- **Goal**: Convert every item below into a two-column CSV with the columns item_text and answer, one row per item. Put each item's text and its answer in a single quoted field, with line breaks replaced by spaces.

- **Records**:

::::::::

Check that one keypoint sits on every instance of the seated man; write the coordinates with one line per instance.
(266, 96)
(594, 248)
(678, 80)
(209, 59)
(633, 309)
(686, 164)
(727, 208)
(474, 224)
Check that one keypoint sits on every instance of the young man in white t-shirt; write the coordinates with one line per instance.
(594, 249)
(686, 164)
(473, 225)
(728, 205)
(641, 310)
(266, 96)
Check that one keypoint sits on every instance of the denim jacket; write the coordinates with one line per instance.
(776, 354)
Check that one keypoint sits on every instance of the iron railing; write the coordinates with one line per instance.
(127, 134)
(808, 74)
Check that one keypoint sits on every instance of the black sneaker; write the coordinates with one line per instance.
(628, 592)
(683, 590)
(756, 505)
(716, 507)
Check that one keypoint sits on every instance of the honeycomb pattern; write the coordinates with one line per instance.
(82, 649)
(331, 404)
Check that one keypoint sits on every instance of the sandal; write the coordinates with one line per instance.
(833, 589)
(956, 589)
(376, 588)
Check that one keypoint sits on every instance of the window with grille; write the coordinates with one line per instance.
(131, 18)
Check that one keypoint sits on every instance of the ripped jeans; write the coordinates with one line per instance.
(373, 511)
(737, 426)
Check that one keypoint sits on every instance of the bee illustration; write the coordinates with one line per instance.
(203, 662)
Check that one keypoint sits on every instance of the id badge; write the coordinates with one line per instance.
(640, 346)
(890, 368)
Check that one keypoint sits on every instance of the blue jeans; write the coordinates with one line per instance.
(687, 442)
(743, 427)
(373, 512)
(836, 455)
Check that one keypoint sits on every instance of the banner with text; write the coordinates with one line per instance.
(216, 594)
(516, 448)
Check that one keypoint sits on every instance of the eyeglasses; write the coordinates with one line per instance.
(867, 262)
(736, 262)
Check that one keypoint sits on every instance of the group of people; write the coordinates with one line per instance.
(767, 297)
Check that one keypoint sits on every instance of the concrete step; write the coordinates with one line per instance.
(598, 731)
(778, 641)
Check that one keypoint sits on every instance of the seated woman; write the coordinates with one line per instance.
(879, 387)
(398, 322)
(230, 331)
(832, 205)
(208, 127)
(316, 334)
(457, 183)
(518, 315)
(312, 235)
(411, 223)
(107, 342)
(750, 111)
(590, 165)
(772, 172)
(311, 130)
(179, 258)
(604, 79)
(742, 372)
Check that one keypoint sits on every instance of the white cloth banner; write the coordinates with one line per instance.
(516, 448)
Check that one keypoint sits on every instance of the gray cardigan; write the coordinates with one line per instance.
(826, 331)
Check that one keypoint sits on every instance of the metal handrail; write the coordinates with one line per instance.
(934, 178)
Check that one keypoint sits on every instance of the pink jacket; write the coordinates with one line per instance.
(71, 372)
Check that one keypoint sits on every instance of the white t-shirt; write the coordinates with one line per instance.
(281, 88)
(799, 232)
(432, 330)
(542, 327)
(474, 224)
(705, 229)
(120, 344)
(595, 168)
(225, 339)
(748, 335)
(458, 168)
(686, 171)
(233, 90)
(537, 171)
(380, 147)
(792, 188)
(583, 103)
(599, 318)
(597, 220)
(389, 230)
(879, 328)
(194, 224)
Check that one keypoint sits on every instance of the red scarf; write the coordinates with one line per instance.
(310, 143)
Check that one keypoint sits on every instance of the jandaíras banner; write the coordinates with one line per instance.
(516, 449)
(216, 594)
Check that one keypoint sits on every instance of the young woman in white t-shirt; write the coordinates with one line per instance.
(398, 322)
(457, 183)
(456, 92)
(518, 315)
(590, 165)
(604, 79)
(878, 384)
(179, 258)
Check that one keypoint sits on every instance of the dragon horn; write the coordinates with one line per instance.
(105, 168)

::::::::

- **Output**:
item_text,answer
"Check that one keypoint sits on every instance of the seated man; write the coordinates with one line per instance.","(266, 96) (594, 248) (678, 80) (209, 59) (633, 309) (686, 164) (727, 208) (474, 224)"
"Check that one keypoint sits on every instance of the young man in white t-shirt; write the coordinates with one line per instance.","(594, 249) (686, 164) (473, 225) (728, 205) (641, 310) (266, 96)"
"Check that one keypoint sits on every instance of the denim jacket; write the coordinates with one line per instance.","(776, 354)"
"Check that one keypoint sits on every instance of the iron railing; write the coordinates with one line per instance.","(127, 134) (808, 74)"
"Check that one keypoint sits on every instance of the black sneaker; write the coordinates with one line per instance.","(628, 592) (683, 590) (756, 505) (716, 507)"
"Check that one keypoint sits on every instance of the honeycomb pattern; write the coordinates with one line per instance.","(82, 649) (331, 404)"
"Check that one keypoint sits on every instance of the sandal; write the coordinates with one line per instance.","(833, 589) (956, 589) (376, 588)"
"Check that one keypoint sits on every instance of the window with grille; write the coordinates with one line per instance.","(131, 18)"
"Check that one keypoint sits on every instance of the ripped jeans; write the coordinates with one line per instance.","(373, 511) (737, 426)"
"Check that one keypoint sits on every instance of the bee illustration; write the coordinates with one line per instance.","(203, 662)"
"Check that one keypoint sits on every instance of the id badge; write the coordinates with one line per instance.","(640, 346) (890, 368)"
"Check that one keypoint sits on every instance of the blue jeans; write the coordinates with one line per instance.","(687, 442) (743, 427) (373, 512) (836, 455)"
"Check that one keypoint sits on every instance of the banner with text; write the coordinates with one line per instance.","(216, 594) (516, 448)"
"Check that one keypoint sits on every instance of the eyeglasses; write the coordinates with one line per instance.","(867, 262) (736, 262)"
"Check that one keypoint sits on every instance of the group of people; write the coordinates with one line per instance.","(767, 297)"
"Check that one keypoint sits on every instance of the concrete step; write the coordinates with one line per instance.","(598, 731) (778, 641)"
"Check that one keypoint sits on every instance of the seated woman; write the coordinates with one line per instance.","(879, 387) (398, 322) (230, 331) (832, 205) (208, 127) (316, 334) (457, 183) (518, 315) (312, 235) (411, 223) (107, 342) (750, 111) (590, 165) (772, 172) (311, 130) (179, 258) (604, 79) (742, 372)"
"Check that one keypoint sits on every instance of the white cloth banner; write the coordinates with one line per instance.","(516, 448)"
"Check that one keypoint sits on every instance of the gray cardigan; write the coordinates with one line per instance.","(826, 331)"
"Check that one keypoint sits on every instance of the metal handrail; write the coordinates with one line per instance.","(934, 178)"
"Check that one keypoint sits on every instance of the pink jacket; write the coordinates with one line per instance.","(71, 372)"
"Check that one keypoint sits on every instance of the white t-shirt; write the coordinates with one line per instance.","(281, 88) (799, 232) (432, 330) (542, 327) (474, 224) (705, 229) (120, 344) (595, 168) (225, 339) (748, 335) (458, 168) (686, 171) (233, 90) (537, 171) (380, 147) (792, 188) (583, 103) (599, 318) (597, 220) (389, 230) (879, 328) (194, 224)"
"Check that one keypoint sits on every instance of the red scarf; write the coordinates with one line per instance.","(310, 143)"
"Check that one keypoint sits on every instance of the jandaíras banner; write the coordinates with one line per instance.","(516, 449) (216, 594)"
"Check that one keypoint sits on every instance of the young woman in white t-shirt; write the coordinates with one line per instance.","(398, 322) (457, 183) (456, 92) (518, 315) (590, 165) (604, 79) (878, 384) (179, 258)"
"Check that one keypoint sits on every instance of the dragon horn; write the coordinates with one line per instance.","(105, 168)"